**PROVIDED TEXT**.

*-*-*

WASHINGTON — Despite being trapped on a train in a smoke-filled tunnel, passengers aboard the Metro Yellow Line train that got stuck near L’Enfant Plaza in January showed an uncanny cool.
Interviews with the first responders, made public in the National Transportation Safety Board investigation, reveal an unexpected calmness as firefighters got to the train near L’Enfant Plaza.
“There was no pushing,” D.C. Fire Lt. Stephen Kuhn told investigators. “There was no shoving from the passengers, I mean, no yelling.”
He described the smoke as being so thick the taillights weren’t visible until the rescue squad was right on top of the train.
When the first firefighters opened the train car doors, they saw passengers on the floor trying to find clean air.
“I’ve got to say, throughout the whole incident I was extremely surprised with the amount of help that other passengers were willing to… give,” Jason Woods, a firefighter from Rescue Squad 1, told investigators.

*-*-*

**ACTION ITEM A**. In the Metro tunnel account, replace "passengers" with "riders" in the passage starting at "He described the" and ending at "1, told investigators.".
**ACTION ITEM B**. Condense the paragraph of the Metro tunnel account that begins "Interviews with the first responders" into a single shorter sentence that keeps its main facts.
**ACTION ITEM C**. Write the next paragraph of the Metro tunnel account, picking up after its final sentence.

**DATASET EXCERPTS**.
*-*-*

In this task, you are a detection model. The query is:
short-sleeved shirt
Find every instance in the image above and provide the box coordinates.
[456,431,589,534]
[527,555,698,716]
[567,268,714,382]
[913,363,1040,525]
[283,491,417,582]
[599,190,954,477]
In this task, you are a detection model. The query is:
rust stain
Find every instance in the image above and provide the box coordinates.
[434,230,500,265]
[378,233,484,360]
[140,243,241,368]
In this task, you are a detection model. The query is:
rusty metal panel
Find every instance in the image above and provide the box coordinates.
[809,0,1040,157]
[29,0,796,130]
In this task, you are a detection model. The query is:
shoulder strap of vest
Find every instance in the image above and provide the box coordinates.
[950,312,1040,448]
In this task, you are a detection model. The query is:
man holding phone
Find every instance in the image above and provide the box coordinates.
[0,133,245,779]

*-*-*

**EXPECTED ANSWER A**.
He described the smoke as being so thick the taillights weren’t visible until the rescue squad was right on top of the train.
When the first firefighters opened the train car doors, they saw riders on the floor trying to find clean air.
“I’ve got to say, throughout the whole incident I was extremely surprised with the amount of help that other riders were willing to… give,” Jason Woods, a firefighter from Rescue Squad 1, told investigators.

**EXPECTED ANSWER B**. First-responder interviews released in the National Transportation Safety Board investigation show that firefighters reaching the train near L’Enfant Plaza found it unexpectedly calm.

**EXPECTED ANSWER C**.
He said passengers even helped point out who needed help the soonest.
The interviews also exposed just how bad radio communication was in the tunnel.
Kuhn and Woods said their radios were “honking out.”
“It’s definitely an issue if I’m standing there looking at my officer three cars away on a platform and can’t make communication with him,” Woods said.
The radios didn’t even work one train car apart.
Again, passengers stepped up.
Two riders offered to be runners to take messages from one firefighter to another.
On Jan. 12, passengers stuck on a Yellow Line train near the L’Enfant Plaza Station waited up to 45 minutes before firefighters began to help them escape the smoke-filled train and tunnel. Meanwhile hundreds of people poured out of the downtown station coughing or vomiting – many with soot under their noses. Dozens were hospitalized and an Alexandria woman, Carol Glover, died as a result of smoke inhalation.